任务 1: 下方列表中哪些行含有单词“blind”?请找出并逐行照抄这些行,注意区分大小写。

:: 展示文本

SparkConf的介绍
SparkConf用于管理Spark所有的配置项,不论是使用旧的SparkContext作为访问Spark的入口,还是使用新提供的SparkSession统一访问入口,我们会使用SparkConf设置各类参数,并传递给SparkContext或SparkSession。
SparkConf类的定义介绍
class SparkConf(loadDefaults: Boolean) extends Cloneable with Logging with Serializable {
import SparkConf._
def this() = this(true)
private val settings = new ConcurrentHashMap[String, String]()
@transient private lazy val reader: ConfigReader = {
val _reader = new ConfigReader(new SparkConfigProvider(settings))
_reader.bindEnv(new ConfigProvider {
override def get(key: String): Option[String] = Option(getenv(key))
})
_reader
}
if (loadDefaults) {
loadFromSystemProperties(false)
}
private[spark] def loadFromSystemProperties(silent: Boolean): SparkConf = {
for ((key, value) <- Utils.getSystemProperties if key.startsWith("spark.")) {
set(key, value, silent)
}
this
}
def set(key: String, value: String): SparkConf = {
set(key, value, false)
}
private[spark] def set(key: String, value: String, silent: Boolean): SparkConf = {
if (key == null) {
throw new NullPointerException("null key")
}
if (value == null) {
throw new NullPointerException("null value for " + key)
}
if (!silent) {
logDeprecationWarning(key)
}
settings.put(key, value)
this
}
private[spark] def set[T](entry: ConfigEntry[T], value: T): SparkConf = {
set(entry.key, entry.stringConverter(value))
this
}
private[spark] def set[T](entry: OptionalConfigEntry[T], value: T): SparkConf = {
set(entry.key, entry.rawStringConverter(value))
this
}
...
}
(1) loadDefaults参数决定是否加载System Properties中的属性。
def this() = this(true)
如果loadDefaults参数为true,将会调用loadFromSystemProperties(…)方法加载相应的属性。
if (loadDefaults) {
loadFromSystemProperties(false)
}
private[spark] def loadFromSystemProperties(silent: Boolean): SparkConf = {
for ((key, value) <- Utils.getSystemProperties if key.startsWith("spark.")) {
set(key, value, silent)
}
this
}
(2)SparkConf还在其伴生对象中定义了废弃的配置项以及一些在不同版本中发生变化的配置项
private val deprecatedConfigs: Map[String, DeprecatedConfig] = {
val configs = Seq(
DeprecatedConfig("spark.cache.class", "0.8",
"The spark.cache.class property is no longer being used! Specify storage levels using " +
"the RDD.persist() method instead."),
...
)
Map(configs.map { cfg => (cfg.key -> cfg) } : _*)

::::

任务 2: 请原样抄录上文SparkConf介绍中的一段:从包含“SparkConf的介绍”的词句开始,到“Option[String] = Option(getenv(key))”结束。

:: 记录列表

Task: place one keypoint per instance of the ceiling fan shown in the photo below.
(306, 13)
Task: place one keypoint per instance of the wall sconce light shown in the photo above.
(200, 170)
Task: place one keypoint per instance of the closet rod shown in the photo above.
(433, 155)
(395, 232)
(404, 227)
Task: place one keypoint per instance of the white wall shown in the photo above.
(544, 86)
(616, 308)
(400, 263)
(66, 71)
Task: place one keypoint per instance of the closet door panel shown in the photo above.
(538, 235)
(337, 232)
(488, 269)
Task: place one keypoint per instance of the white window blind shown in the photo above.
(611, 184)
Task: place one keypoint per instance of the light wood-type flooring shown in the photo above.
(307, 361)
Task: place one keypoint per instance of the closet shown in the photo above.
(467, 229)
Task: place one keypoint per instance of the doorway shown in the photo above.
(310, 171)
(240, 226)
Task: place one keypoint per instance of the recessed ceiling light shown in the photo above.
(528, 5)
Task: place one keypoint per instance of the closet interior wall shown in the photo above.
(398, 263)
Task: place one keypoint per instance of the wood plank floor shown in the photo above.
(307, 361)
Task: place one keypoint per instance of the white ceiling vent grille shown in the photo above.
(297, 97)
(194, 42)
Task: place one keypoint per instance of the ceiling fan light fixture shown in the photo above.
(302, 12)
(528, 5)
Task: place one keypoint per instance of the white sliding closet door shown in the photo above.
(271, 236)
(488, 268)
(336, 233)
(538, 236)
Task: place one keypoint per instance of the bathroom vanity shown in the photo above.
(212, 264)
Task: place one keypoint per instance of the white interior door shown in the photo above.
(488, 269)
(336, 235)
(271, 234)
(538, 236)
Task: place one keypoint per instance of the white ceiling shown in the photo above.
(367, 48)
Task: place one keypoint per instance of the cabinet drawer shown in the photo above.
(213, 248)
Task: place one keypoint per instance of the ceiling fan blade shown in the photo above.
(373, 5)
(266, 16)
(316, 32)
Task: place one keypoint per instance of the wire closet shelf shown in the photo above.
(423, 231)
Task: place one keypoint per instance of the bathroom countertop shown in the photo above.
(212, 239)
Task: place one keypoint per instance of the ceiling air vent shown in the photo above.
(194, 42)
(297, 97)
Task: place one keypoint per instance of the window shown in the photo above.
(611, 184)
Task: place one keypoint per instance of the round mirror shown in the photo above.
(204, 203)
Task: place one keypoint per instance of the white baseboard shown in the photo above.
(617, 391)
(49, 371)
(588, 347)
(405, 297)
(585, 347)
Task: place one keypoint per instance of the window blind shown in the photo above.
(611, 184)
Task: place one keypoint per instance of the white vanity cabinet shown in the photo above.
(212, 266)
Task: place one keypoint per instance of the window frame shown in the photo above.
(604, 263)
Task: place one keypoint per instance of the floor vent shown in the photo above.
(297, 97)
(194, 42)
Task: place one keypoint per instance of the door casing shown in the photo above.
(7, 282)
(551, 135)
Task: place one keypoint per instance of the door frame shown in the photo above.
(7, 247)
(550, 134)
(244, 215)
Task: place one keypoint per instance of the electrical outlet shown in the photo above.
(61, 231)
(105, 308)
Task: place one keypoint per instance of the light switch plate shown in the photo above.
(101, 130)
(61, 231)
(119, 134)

::::

完整解答 1:
Task: place one keypoint per instance of the white window blind shown in the photo above.
Task: place one keypoint per instance of the window blind shown in the photo above.

完整解答 2:
SparkConf的介绍
SparkConf用于管理Spark所有的配置项,不论是使用旧的SparkContext作为访问Spark的入口,还是使用新提供的SparkSession统一访问入口,我们会使用SparkConf设置各类参数,并传递给SparkContext或SparkSession。
SparkConf类的定义介绍
class SparkConf(loadDefaults: Boolean) extends Cloneable with Logging with Serializable {
import SparkConf._
def this() = this(true)
private val settings = new ConcurrentHashMap[String, String]()
@transient private lazy val reader: ConfigReader = {
val _reader = new ConfigReader(new SparkConfigProvider(settings))
_reader.bindEnv(new ConfigProvider {
override def get(key: String): Option[String] = Option(getenv(key))